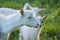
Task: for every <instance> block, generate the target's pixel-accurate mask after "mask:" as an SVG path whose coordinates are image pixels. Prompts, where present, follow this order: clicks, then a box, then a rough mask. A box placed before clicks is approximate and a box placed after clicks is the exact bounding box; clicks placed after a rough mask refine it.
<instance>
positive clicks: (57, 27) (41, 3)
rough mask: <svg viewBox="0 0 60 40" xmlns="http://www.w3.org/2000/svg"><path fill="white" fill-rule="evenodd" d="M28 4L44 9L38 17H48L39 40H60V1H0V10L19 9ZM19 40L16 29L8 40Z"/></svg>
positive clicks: (57, 0)
mask: <svg viewBox="0 0 60 40" xmlns="http://www.w3.org/2000/svg"><path fill="white" fill-rule="evenodd" d="M26 2H28V3H29V4H30V5H31V6H35V7H38V8H46V11H45V12H44V13H41V14H40V15H41V16H43V15H48V18H47V19H46V20H44V22H43V25H42V30H41V34H40V35H39V36H40V40H60V0H0V8H1V7H6V8H12V9H18V10H19V9H21V8H23V6H24V4H25V3H26ZM18 39H19V28H16V30H14V31H13V32H12V33H11V34H10V37H9V40H18Z"/></svg>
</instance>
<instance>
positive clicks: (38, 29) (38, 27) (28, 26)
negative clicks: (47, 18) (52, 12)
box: [19, 3, 47, 40]
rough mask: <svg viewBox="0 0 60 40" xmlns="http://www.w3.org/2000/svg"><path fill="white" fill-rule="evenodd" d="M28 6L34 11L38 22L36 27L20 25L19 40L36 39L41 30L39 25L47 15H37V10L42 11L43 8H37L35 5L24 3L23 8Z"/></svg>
mask: <svg viewBox="0 0 60 40" xmlns="http://www.w3.org/2000/svg"><path fill="white" fill-rule="evenodd" d="M28 7H29V8H30V10H31V11H32V12H33V13H34V14H33V15H34V17H35V18H36V19H37V22H38V23H39V24H38V26H37V27H30V26H22V27H21V28H20V34H19V35H20V40H37V35H38V36H39V34H40V32H41V30H40V29H41V28H40V27H41V25H42V21H43V20H44V19H45V18H46V17H47V16H43V17H41V16H37V15H38V13H39V11H40V12H41V11H44V10H45V8H44V9H39V8H37V7H32V6H30V5H29V4H28V3H26V4H25V6H24V10H27V8H28Z"/></svg>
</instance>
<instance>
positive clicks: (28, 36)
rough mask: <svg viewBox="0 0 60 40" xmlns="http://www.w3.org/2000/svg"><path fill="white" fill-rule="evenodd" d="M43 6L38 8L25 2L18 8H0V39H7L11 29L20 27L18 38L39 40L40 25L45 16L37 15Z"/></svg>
mask: <svg viewBox="0 0 60 40" xmlns="http://www.w3.org/2000/svg"><path fill="white" fill-rule="evenodd" d="M44 11H45V8H41V9H39V8H38V7H32V6H31V5H30V4H28V3H26V4H25V5H24V7H23V8H22V9H20V10H15V9H11V8H0V40H8V37H9V35H10V33H11V32H12V31H14V30H15V29H16V28H17V27H19V28H20V33H19V36H20V37H19V40H39V34H40V33H41V26H42V23H43V21H44V20H45V19H46V18H47V16H43V17H41V16H39V15H38V14H39V12H40V13H41V12H44Z"/></svg>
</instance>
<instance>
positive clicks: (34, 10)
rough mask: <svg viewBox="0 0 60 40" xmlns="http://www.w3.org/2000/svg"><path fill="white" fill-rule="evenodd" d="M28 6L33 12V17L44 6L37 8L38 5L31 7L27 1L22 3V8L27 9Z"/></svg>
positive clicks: (40, 9)
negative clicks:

^^^^^^^^

**WORK ITEM:** Print nothing but the lines from the line with "6L38 8L25 2L18" to the last line of the records above. Both of those lines count.

**ANSWER FOR THE TASK:**
rough mask: <svg viewBox="0 0 60 40" xmlns="http://www.w3.org/2000/svg"><path fill="white" fill-rule="evenodd" d="M43 6L38 8L25 2L18 8H0V39H7L11 29L20 27L18 38L39 40L40 25L45 16L37 15Z"/></svg>
mask: <svg viewBox="0 0 60 40" xmlns="http://www.w3.org/2000/svg"><path fill="white" fill-rule="evenodd" d="M44 11H45V8H41V9H39V8H38V7H32V6H31V5H30V4H28V3H26V4H25V5H24V7H23V8H22V9H20V10H15V9H11V8H0V40H8V37H9V35H10V33H11V32H12V31H14V30H15V29H16V28H17V27H19V28H20V33H19V36H20V37H19V40H39V34H40V33H41V26H42V23H43V21H44V20H45V19H46V18H47V16H43V17H41V16H39V15H38V14H39V12H40V13H41V12H44Z"/></svg>
</instance>
<instance>
positive clicks: (34, 10)
rough mask: <svg viewBox="0 0 60 40" xmlns="http://www.w3.org/2000/svg"><path fill="white" fill-rule="evenodd" d="M28 6L33 12V17L44 6L37 8L38 5L31 7L27 1L22 3V8L27 9Z"/></svg>
positive clicks: (40, 9)
negative clicks:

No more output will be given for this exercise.